§ Passage shown
## START

Item 5.02 Departure of Directors or Certain Officers; Election of Directors; Appointment of Certain Officers; Compensatory Arrangements with Certain Officers.

On August 28, 2014, Globalstar, Inc. announced the appointment of Rebecca S. Clary as Vice President and Chief Financial Officer. Ms. Clary, age 35, joined the Company in September 2010 as Manager of Corporate Accounting and served most recently as Chief Accounting Officer (since January 2013) and Corporate Controller (since August 2012). Prior to joining Globalstar, she was a manager with PricewaterhouseCoopers LLP in its U.S. Audit & Assurance Services practice, where she worked from 2002 to 2010. Ms. Clary is a Certified Public Accountant.

## END

§ Extracted entries

## START

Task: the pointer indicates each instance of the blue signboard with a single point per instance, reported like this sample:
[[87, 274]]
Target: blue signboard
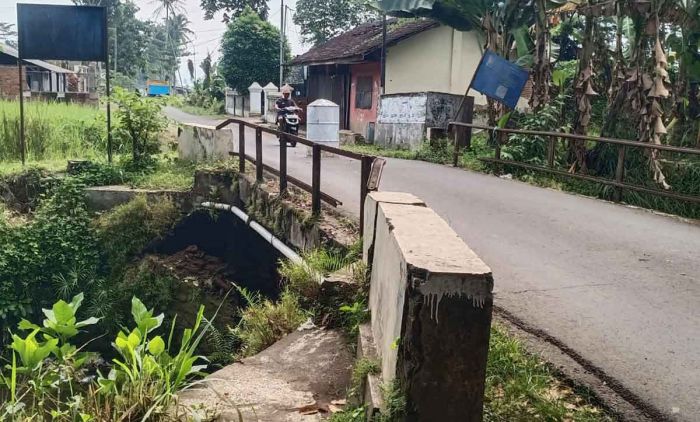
[[499, 79], [53, 32], [155, 90]]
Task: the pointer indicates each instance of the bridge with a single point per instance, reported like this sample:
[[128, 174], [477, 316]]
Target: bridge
[[614, 287]]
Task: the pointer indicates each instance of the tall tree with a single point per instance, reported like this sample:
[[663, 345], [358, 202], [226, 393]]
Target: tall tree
[[206, 66], [250, 51], [234, 8], [130, 38], [322, 20]]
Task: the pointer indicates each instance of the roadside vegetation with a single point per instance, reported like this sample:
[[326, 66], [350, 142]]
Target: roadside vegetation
[[684, 174], [53, 131], [519, 386]]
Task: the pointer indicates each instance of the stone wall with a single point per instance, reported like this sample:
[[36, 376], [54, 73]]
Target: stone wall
[[404, 119], [203, 143], [431, 302]]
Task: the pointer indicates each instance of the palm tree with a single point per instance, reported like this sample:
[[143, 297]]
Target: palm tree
[[171, 9]]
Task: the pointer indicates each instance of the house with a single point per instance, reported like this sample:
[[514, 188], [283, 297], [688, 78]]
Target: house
[[428, 69], [41, 79]]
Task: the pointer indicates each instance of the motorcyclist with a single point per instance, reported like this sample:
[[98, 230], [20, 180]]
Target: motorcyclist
[[282, 103]]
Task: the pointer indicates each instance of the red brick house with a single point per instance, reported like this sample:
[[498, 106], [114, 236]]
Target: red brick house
[[41, 79], [347, 69]]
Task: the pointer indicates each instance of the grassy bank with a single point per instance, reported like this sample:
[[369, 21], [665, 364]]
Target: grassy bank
[[53, 131], [682, 174], [519, 387]]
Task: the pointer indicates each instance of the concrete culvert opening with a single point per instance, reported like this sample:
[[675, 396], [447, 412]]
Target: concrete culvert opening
[[219, 246]]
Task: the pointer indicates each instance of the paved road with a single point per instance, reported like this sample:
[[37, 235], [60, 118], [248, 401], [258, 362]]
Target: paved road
[[619, 286]]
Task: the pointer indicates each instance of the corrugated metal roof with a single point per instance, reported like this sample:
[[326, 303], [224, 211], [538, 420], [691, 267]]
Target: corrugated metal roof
[[6, 49], [354, 45]]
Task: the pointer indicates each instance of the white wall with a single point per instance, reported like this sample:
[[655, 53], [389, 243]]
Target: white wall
[[441, 59]]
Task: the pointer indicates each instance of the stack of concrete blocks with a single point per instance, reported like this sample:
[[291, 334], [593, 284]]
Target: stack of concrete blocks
[[200, 143], [431, 303], [256, 103], [268, 90]]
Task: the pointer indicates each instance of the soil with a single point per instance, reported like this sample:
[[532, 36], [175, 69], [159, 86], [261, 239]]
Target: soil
[[195, 265]]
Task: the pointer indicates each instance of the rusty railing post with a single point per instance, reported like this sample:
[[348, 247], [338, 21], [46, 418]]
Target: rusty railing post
[[241, 148], [462, 134], [283, 164], [258, 154], [316, 180], [364, 190], [551, 147], [619, 172]]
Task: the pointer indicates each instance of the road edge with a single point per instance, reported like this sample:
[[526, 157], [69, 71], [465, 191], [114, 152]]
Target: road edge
[[578, 371]]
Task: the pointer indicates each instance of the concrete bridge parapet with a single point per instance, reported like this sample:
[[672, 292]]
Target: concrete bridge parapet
[[431, 305]]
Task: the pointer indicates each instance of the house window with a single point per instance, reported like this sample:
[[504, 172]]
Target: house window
[[363, 92]]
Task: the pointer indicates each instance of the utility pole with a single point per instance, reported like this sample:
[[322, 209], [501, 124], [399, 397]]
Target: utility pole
[[281, 44], [383, 63], [115, 49]]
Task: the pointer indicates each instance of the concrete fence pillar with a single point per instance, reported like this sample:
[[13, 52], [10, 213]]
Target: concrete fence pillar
[[431, 303], [269, 89], [256, 102]]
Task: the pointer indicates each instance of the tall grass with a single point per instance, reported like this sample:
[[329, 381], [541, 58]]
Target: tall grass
[[52, 131]]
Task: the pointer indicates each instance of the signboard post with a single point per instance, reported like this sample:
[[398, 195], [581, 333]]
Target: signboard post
[[53, 32], [499, 79]]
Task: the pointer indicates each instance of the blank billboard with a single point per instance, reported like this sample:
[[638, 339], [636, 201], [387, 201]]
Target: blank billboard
[[52, 32]]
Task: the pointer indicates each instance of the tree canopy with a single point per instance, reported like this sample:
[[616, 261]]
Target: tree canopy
[[250, 51], [234, 8], [322, 20]]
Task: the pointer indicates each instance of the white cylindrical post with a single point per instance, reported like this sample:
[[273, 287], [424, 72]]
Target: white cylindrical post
[[256, 103]]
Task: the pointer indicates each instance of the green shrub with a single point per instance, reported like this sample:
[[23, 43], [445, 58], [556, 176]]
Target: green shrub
[[520, 386], [141, 122], [440, 151], [100, 174], [264, 322], [50, 378], [52, 130], [126, 230], [58, 242]]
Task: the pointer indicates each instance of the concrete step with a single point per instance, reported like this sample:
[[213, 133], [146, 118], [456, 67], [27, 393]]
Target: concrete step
[[293, 380]]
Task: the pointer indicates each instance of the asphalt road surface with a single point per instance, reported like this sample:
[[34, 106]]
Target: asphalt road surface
[[617, 285]]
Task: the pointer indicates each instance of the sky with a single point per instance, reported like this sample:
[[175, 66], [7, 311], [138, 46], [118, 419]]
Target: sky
[[207, 33]]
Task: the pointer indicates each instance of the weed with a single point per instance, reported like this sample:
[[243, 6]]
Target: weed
[[521, 387], [49, 375], [52, 130], [355, 414], [300, 279], [363, 367], [121, 239], [264, 322], [394, 402]]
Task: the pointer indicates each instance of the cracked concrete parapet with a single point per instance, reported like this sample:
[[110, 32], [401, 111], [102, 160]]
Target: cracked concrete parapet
[[431, 302]]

## END

§ What is asked
In the Globalstar officer appointment notice, what job did Rebecca S. Clary hold at PricewaterhouseCoopers LLP before joining Globalstar?

§ Solution
She was a manager in its U.S. Audit & Assurance Services practice.